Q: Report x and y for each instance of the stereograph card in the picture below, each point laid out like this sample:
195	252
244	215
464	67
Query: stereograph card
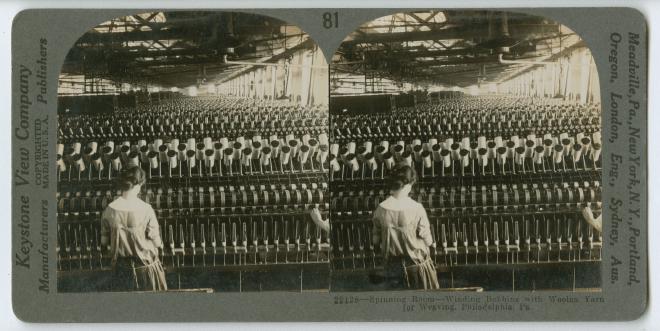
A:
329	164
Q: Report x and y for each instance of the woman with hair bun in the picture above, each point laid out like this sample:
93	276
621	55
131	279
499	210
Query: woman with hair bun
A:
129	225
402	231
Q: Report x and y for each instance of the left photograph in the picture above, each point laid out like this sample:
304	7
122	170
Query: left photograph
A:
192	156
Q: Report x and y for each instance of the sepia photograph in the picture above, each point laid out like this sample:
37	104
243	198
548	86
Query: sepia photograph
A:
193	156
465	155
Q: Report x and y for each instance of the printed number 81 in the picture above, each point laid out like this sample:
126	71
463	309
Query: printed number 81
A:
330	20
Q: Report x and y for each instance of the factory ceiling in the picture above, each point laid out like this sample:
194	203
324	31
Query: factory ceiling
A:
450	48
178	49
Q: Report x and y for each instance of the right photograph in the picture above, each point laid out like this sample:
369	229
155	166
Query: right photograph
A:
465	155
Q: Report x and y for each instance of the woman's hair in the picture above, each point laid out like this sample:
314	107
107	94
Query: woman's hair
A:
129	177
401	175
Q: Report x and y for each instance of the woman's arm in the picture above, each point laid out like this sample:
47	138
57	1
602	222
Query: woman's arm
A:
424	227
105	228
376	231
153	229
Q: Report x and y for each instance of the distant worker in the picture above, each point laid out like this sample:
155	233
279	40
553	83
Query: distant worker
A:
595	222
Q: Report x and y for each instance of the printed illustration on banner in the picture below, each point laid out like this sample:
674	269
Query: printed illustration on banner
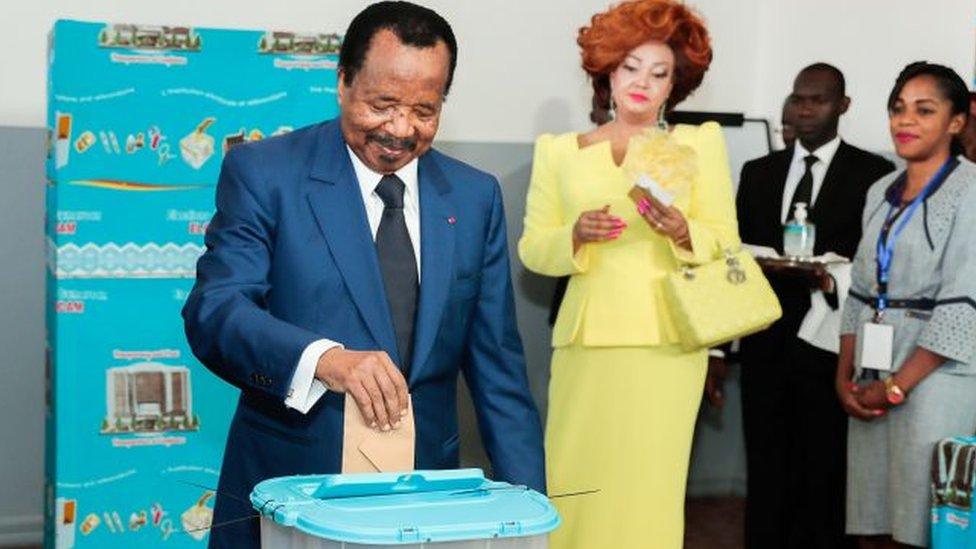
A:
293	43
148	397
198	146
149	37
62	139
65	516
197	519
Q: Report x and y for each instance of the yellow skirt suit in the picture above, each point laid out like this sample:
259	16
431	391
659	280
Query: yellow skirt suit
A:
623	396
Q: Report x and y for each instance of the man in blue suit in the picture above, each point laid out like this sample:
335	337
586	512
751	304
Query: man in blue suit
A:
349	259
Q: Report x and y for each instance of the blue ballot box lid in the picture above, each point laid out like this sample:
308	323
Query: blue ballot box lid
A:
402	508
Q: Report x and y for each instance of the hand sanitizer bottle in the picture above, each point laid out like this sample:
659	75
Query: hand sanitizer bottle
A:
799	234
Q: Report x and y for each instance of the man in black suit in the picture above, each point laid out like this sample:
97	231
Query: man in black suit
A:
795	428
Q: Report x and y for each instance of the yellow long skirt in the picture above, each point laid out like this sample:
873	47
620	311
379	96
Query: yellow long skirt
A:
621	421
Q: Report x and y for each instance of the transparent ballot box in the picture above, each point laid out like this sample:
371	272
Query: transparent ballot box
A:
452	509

* * *

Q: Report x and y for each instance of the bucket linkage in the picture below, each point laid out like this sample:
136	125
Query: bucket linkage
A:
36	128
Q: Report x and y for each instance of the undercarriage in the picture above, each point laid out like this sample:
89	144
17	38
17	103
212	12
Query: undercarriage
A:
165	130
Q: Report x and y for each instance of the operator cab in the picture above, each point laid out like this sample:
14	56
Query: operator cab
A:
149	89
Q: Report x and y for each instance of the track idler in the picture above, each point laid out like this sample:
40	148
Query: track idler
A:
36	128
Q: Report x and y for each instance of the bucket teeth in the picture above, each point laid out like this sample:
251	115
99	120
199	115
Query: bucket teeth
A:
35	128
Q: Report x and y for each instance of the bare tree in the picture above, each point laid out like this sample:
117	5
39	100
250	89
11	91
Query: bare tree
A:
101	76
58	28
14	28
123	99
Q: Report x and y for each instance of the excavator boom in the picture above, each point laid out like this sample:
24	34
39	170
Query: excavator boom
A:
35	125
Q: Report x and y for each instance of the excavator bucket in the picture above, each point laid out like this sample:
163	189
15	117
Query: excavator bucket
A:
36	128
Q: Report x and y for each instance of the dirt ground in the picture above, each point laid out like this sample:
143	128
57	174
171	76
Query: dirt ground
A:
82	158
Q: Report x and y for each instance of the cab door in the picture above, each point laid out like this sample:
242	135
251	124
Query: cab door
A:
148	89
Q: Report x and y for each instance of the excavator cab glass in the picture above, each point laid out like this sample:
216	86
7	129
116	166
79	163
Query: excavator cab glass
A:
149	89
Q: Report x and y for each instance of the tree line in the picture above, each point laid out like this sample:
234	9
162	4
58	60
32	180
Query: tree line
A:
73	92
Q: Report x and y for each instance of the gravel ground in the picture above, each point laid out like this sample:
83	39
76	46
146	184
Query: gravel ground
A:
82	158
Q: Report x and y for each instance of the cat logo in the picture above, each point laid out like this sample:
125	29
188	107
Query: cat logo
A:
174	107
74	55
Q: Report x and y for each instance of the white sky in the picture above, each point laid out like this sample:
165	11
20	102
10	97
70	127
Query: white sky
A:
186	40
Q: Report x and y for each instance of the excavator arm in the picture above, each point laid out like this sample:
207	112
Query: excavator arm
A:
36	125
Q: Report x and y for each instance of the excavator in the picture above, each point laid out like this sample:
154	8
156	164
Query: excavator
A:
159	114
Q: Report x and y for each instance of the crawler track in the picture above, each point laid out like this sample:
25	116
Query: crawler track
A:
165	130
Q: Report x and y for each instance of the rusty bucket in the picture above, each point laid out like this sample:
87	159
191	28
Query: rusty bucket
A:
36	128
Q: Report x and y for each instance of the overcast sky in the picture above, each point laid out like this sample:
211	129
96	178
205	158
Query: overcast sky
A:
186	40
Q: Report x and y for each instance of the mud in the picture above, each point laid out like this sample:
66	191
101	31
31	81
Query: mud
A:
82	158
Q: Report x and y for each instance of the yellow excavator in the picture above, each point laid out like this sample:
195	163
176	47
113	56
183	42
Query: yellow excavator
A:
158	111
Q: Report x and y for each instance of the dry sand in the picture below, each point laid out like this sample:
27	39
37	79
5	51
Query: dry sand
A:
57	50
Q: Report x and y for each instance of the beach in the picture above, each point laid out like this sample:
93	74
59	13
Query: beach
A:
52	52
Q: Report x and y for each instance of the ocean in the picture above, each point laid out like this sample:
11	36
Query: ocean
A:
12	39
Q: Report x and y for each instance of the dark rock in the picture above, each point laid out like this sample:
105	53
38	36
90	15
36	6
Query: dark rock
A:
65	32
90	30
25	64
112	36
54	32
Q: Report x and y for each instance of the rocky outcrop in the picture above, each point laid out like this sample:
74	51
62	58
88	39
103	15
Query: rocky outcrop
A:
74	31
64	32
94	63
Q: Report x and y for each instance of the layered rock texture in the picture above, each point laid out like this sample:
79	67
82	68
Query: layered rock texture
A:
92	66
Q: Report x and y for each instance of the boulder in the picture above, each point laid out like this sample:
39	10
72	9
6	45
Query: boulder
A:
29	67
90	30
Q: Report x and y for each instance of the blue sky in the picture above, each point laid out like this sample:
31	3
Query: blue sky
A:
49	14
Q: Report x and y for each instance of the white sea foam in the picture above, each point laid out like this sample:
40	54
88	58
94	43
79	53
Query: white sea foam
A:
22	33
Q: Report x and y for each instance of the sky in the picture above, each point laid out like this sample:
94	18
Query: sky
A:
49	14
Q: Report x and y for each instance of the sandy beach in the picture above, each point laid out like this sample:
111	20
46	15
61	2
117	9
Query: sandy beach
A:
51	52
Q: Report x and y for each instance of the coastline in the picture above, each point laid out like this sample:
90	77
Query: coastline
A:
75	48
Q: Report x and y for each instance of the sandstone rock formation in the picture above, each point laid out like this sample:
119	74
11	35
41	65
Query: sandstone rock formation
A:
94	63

◆ Soal:
Tampilkan semua baris pada data di atas yang memuat kata "illustration".

◆ Keluaran:
Q: Report x and y for each instance of the printed illustration on banner in the picture below, each point laid out like this sample:
Query: printed illustration on banner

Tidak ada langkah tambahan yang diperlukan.